| Directions for this task |
A single count is required: the lines of the data below in which the word "left" occurs.

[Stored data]

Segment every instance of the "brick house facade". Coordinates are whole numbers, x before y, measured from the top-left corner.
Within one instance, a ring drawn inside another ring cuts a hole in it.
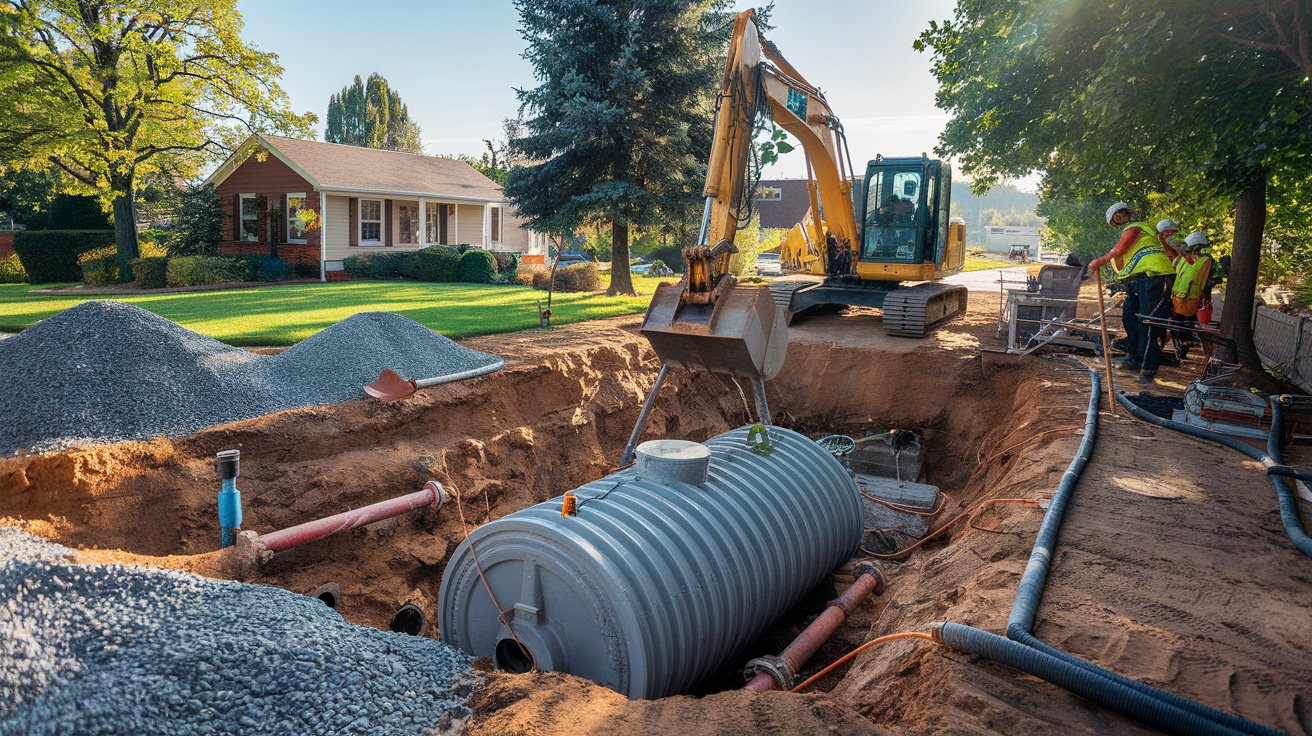
[[[470,244],[530,259],[546,251],[501,188],[462,161],[252,136],[206,182],[229,215],[221,252],[267,254],[275,228],[279,257],[321,278],[376,249]],[[317,214],[305,232],[293,216],[302,209]]]

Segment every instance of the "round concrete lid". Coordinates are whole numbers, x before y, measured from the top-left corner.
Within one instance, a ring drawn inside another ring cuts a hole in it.
[[[687,440],[651,440],[638,445],[638,475],[658,483],[706,482],[711,451],[706,445]]]

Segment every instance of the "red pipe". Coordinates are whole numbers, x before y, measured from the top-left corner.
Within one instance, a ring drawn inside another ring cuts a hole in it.
[[[430,480],[424,484],[422,491],[407,493],[404,496],[379,501],[351,511],[343,511],[340,514],[307,521],[304,524],[279,529],[276,532],[261,534],[258,540],[270,552],[282,552],[292,547],[299,547],[306,542],[322,539],[329,534],[336,534],[337,532],[372,524],[375,521],[390,519],[393,516],[400,516],[424,506],[439,509],[445,502],[446,491],[442,489],[442,484]]]
[[[871,564],[859,565],[856,568],[856,580],[841,595],[830,601],[824,613],[816,616],[811,625],[798,634],[778,657],[762,657],[747,663],[748,670],[756,673],[747,683],[747,689],[758,693],[791,689],[802,665],[829,641],[829,637],[842,626],[852,611],[869,598],[871,593],[878,595],[883,592],[884,578],[879,574],[879,569]]]

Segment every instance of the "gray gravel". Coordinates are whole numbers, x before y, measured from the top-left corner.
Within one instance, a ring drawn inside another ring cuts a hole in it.
[[[0,528],[0,736],[434,734],[478,678],[432,639],[279,588],[122,565]]]
[[[191,434],[365,398],[383,368],[436,378],[496,360],[390,312],[357,314],[266,356],[139,307],[89,301],[0,340],[0,453]]]

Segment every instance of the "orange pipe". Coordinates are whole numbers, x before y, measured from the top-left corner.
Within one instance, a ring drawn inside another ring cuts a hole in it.
[[[829,641],[829,637],[852,615],[852,611],[872,593],[878,595],[882,592],[884,578],[879,574],[879,568],[871,564],[858,566],[856,580],[841,595],[830,601],[824,613],[798,634],[778,657],[762,657],[747,663],[749,670],[756,673],[747,683],[747,689],[764,693],[792,687],[797,672]]]

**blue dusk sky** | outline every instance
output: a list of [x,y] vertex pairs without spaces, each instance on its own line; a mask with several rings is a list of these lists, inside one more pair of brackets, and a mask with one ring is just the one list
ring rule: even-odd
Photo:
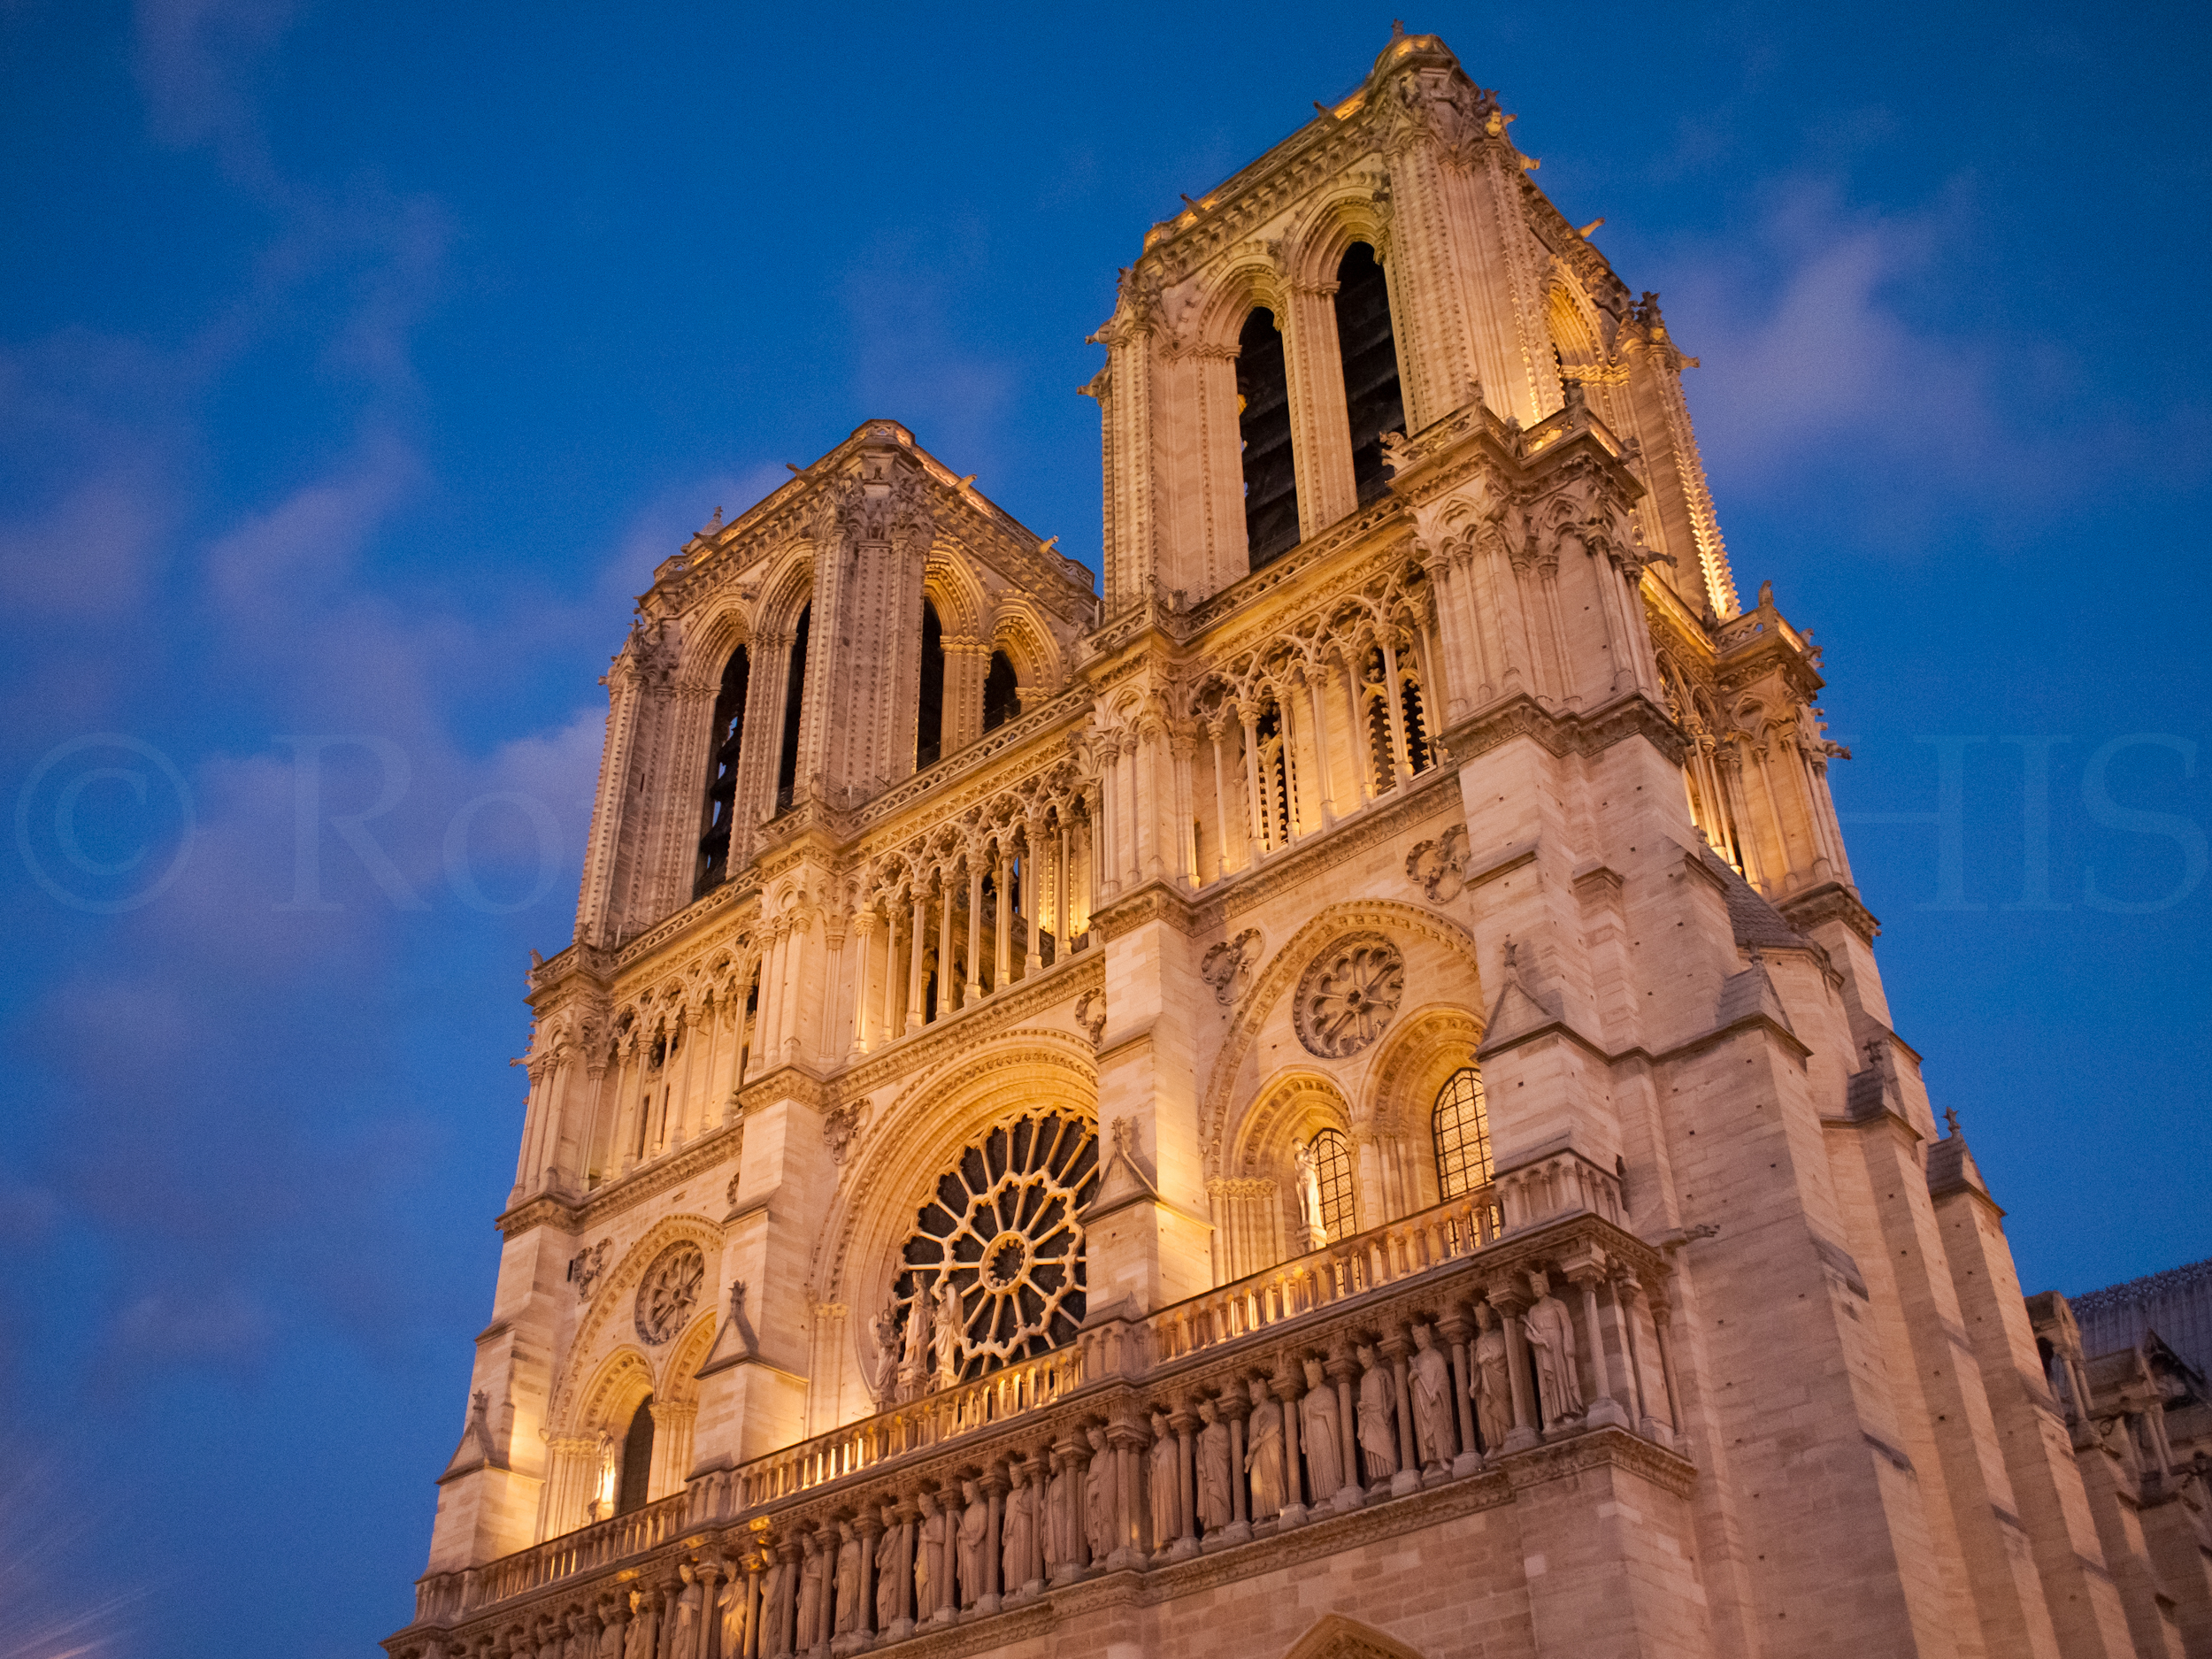
[[[410,1617],[633,597],[879,415],[1095,565],[1116,268],[1390,21],[0,0],[0,1651]],[[1406,23],[1702,359],[2024,1285],[2212,1255],[2201,9]]]

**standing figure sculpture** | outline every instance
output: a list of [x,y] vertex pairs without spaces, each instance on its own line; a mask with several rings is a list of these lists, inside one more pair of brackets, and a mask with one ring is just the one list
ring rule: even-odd
[[911,1400],[929,1379],[929,1286],[915,1275],[914,1294],[906,1304],[905,1345],[899,1352],[899,1397]]
[[1474,1373],[1467,1379],[1467,1392],[1475,1397],[1475,1428],[1482,1436],[1486,1455],[1495,1456],[1505,1449],[1505,1437],[1513,1429],[1513,1379],[1506,1367],[1508,1349],[1505,1333],[1498,1328],[1497,1310],[1486,1302],[1475,1304],[1475,1324],[1481,1334],[1475,1338]]
[[[791,1651],[791,1609],[784,1604],[784,1591],[790,1583],[791,1563],[781,1555],[773,1557],[768,1563],[768,1576],[760,1585],[760,1650],[764,1654]],[[649,1644],[643,1649],[644,1659],[651,1659],[652,1652]]]
[[798,1640],[809,1647],[822,1639],[822,1603],[829,1592],[829,1551],[818,1546],[807,1552],[806,1561],[799,1569]]
[[[876,1535],[876,1631],[887,1631],[899,1617],[899,1550],[906,1542],[905,1526],[899,1519],[895,1504],[883,1506],[883,1531]],[[742,1653],[727,1642],[722,1645],[723,1659],[732,1653]]]
[[1329,1229],[1321,1218],[1321,1171],[1313,1148],[1298,1148],[1298,1212],[1306,1224],[1306,1248],[1318,1250],[1329,1241]]
[[623,1644],[622,1659],[654,1659],[661,1642],[660,1615],[652,1597],[641,1591],[630,1601],[630,1635]]
[[1322,1375],[1321,1362],[1306,1362],[1306,1397],[1298,1402],[1298,1438],[1306,1448],[1306,1474],[1315,1504],[1326,1503],[1344,1486],[1344,1424],[1336,1413],[1336,1386]]
[[1234,1513],[1229,1496],[1229,1425],[1210,1400],[1198,1402],[1205,1427],[1198,1431],[1198,1518],[1209,1535],[1229,1525]]
[[960,1536],[955,1548],[960,1556],[961,1607],[973,1607],[983,1594],[983,1540],[991,1531],[991,1501],[972,1480],[960,1483]]
[[670,1659],[692,1659],[699,1639],[706,1634],[706,1586],[689,1564],[676,1570],[683,1578],[684,1593],[676,1598],[676,1628],[668,1642]]
[[1398,1472],[1398,1386],[1371,1348],[1359,1350],[1359,1450],[1367,1484]]
[[[629,1617],[628,1608],[620,1601],[599,1610],[599,1640],[593,1645],[592,1659],[622,1659],[622,1626]],[[742,1648],[723,1645],[726,1653],[741,1653]]]
[[[868,1393],[880,1411],[892,1402],[899,1378],[899,1304],[887,1302],[883,1311],[868,1321],[869,1340],[875,1353],[868,1372]],[[725,1655],[727,1659],[727,1655]]]
[[1413,1327],[1413,1443],[1423,1469],[1441,1469],[1457,1451],[1452,1422],[1452,1363],[1438,1352],[1435,1333]]
[[967,1333],[961,1328],[960,1287],[945,1273],[937,1280],[937,1306],[930,1317],[929,1345],[934,1364],[930,1386],[949,1388],[960,1380],[960,1350]]
[[1531,1273],[1529,1287],[1535,1304],[1521,1316],[1521,1333],[1528,1339],[1536,1361],[1536,1399],[1543,1409],[1544,1426],[1582,1415],[1582,1383],[1575,1373],[1574,1316],[1567,1304],[1551,1294],[1543,1274]]
[[715,1610],[722,1616],[722,1651],[741,1654],[745,1651],[745,1627],[752,1622],[753,1587],[745,1575],[735,1569],[722,1580],[721,1594],[714,1599]]
[[1075,1459],[1056,1450],[1052,1454],[1052,1484],[1045,1492],[1045,1566],[1055,1584],[1075,1576],[1083,1563],[1077,1554],[1080,1529],[1076,1525]]
[[1283,1409],[1267,1379],[1251,1382],[1252,1415],[1244,1420],[1244,1472],[1252,1482],[1252,1518],[1271,1519],[1287,1501],[1283,1475]]
[[860,1534],[850,1521],[837,1524],[837,1617],[832,1629],[849,1636],[860,1628]]
[[922,1530],[914,1544],[914,1622],[926,1624],[937,1611],[937,1604],[948,1600],[938,1580],[945,1558],[945,1539],[952,1523],[937,1505],[934,1498],[924,1494],[922,1499]]
[[1083,1477],[1083,1541],[1090,1546],[1091,1565],[1103,1568],[1120,1547],[1121,1530],[1115,1516],[1114,1454],[1106,1444],[1106,1431],[1091,1425],[1091,1464]]
[[1013,1479],[1014,1488],[1006,1494],[1006,1514],[999,1528],[1000,1585],[1009,1595],[1027,1590],[1037,1577],[1030,1566],[1036,1559],[1037,1488],[1028,1469],[1019,1463],[1013,1467]]
[[1151,1465],[1152,1548],[1156,1553],[1167,1549],[1183,1533],[1182,1471],[1177,1468],[1182,1461],[1181,1451],[1167,1413],[1155,1411],[1152,1449],[1147,1458]]

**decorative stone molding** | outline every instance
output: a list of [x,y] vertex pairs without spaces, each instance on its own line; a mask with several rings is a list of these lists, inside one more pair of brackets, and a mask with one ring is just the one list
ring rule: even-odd
[[1237,999],[1252,988],[1252,975],[1259,967],[1263,948],[1260,930],[1248,927],[1234,939],[1225,941],[1206,953],[1198,972],[1213,987],[1214,1001],[1224,1008],[1233,1008]]
[[1405,957],[1381,933],[1352,933],[1316,956],[1291,1018],[1310,1054],[1341,1060],[1382,1035],[1406,989]]
[[1406,855],[1406,878],[1432,904],[1449,904],[1466,890],[1467,828],[1455,824]]

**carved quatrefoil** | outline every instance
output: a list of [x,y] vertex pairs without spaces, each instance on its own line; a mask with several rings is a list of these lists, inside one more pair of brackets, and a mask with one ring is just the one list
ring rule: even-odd
[[645,1270],[637,1287],[637,1333],[657,1348],[682,1327],[687,1314],[699,1305],[699,1286],[706,1282],[707,1258],[695,1244],[672,1244]]
[[1405,958],[1380,933],[1348,933],[1298,981],[1298,1041],[1325,1060],[1357,1054],[1383,1033],[1406,992]]

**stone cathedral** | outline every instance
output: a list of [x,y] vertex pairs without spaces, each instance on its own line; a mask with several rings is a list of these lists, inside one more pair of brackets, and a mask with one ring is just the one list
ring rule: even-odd
[[1656,296],[1433,37],[1316,107],[1100,587],[890,419],[655,571],[393,1659],[2212,1652]]

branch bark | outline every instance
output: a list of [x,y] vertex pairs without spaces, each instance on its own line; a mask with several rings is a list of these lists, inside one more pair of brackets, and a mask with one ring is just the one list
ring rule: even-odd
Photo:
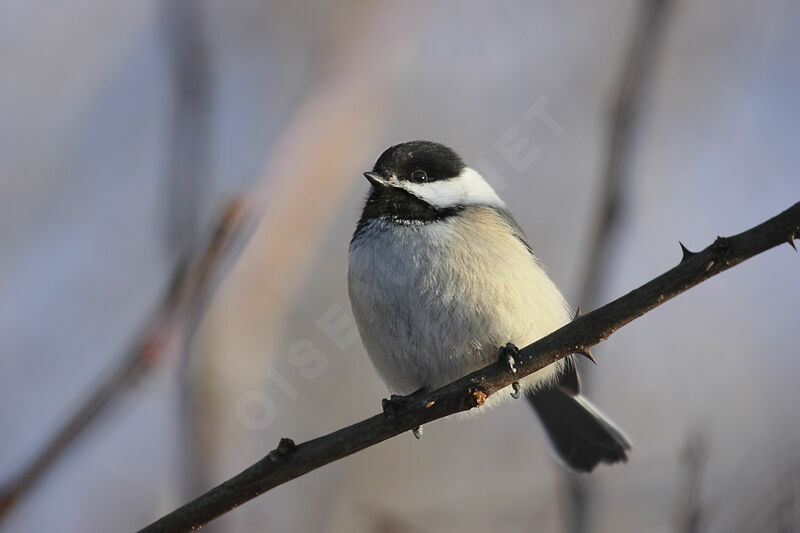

| Problem solution |
5